-- begin --
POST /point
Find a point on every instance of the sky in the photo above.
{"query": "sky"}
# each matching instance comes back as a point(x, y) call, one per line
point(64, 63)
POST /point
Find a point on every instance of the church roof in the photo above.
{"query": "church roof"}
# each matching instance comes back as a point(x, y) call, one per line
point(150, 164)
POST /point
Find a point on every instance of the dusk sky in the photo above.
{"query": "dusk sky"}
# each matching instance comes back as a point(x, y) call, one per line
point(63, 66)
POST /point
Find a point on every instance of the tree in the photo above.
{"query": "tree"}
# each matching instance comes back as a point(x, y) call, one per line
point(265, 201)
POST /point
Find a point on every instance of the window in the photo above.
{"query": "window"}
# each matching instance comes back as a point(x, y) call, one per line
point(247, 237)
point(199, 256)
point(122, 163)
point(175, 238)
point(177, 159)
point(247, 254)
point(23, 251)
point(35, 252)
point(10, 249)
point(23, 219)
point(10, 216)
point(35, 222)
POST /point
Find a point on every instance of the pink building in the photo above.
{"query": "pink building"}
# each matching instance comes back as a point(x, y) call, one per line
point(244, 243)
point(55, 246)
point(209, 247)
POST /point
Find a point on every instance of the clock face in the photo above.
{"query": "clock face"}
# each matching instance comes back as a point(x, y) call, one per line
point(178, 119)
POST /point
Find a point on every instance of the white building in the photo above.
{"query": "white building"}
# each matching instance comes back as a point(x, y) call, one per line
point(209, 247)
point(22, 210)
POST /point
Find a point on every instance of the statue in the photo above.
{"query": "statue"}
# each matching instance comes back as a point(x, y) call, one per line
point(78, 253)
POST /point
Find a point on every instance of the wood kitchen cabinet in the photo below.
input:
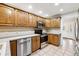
-- end --
SET EXERCISE:
Turn every one of the lines above into a numbered list, skipping any blank lines and leaving the pictures out.

PROBLEM SOLUTION:
1. POST /point
2. Find a point on every instance of the sky in the photo above.
3. {"query": "sky"}
4. # each matching instance comes back as a point(x, y) call, one per line
5. point(64, 63)
6. POST /point
7. Find a point on every instance of the church roof in the photo above.
8. {"query": "church roof"}
9. # each matching instance comes back as a point(x, y) call, one per line
10. point(150, 164)
11. POST /point
12. Find a point on every instance of the dusk sky in the photo above.
13. {"query": "dusk sky"}
14. # each matching instance comes back as a point(x, y) call, one per line
15. point(63, 66)
16. POST /point
17. Find a point on every instance of the tree in the photo above.
18. {"query": "tree"}
19. # each matching instance comes back as a point(x, y) call, one per line
20. point(265, 201)
21. POST /point
22. Find a point on every instance of the window in the photo above.
23. {"query": "window"}
24. # each matching instance comes back as a point(x, y) call, one per line
25. point(247, 237)
26. point(199, 256)
27. point(122, 163)
28. point(175, 238)
29. point(177, 159)
30. point(247, 254)
31. point(23, 251)
32. point(35, 252)
33. point(10, 249)
34. point(23, 219)
35. point(10, 216)
36. point(35, 222)
37. POST /point
38. Find a point on every instance of the pink building in the photo above.
39. {"query": "pink building"}
40. # each matching instance comes back as a point(x, y) call, one per line
41. point(244, 243)
42. point(55, 246)
43. point(209, 247)
44. POST /point
45. Find a point on every instance of the clock face in the photo above.
46. {"query": "clock face"}
47. # each matching instance comes back as a point(x, y) call, one per line
48. point(178, 119)
49. POST /point
50. Find a point on every instance of the white building in the photo above.
51. {"query": "white building"}
52. # each matching instance comes back as a point(x, y) call, one per line
53. point(209, 247)
54. point(22, 210)
55. POST /point
56. Find a point on every instance of the statue in the photo above.
57. {"query": "statue"}
58. # each matching instance comes back as a point(x, y) call, one per line
59. point(78, 253)
60. POST /point
61. Find a point on every instance of the wood kitchen cabinet in the photo below.
62. input:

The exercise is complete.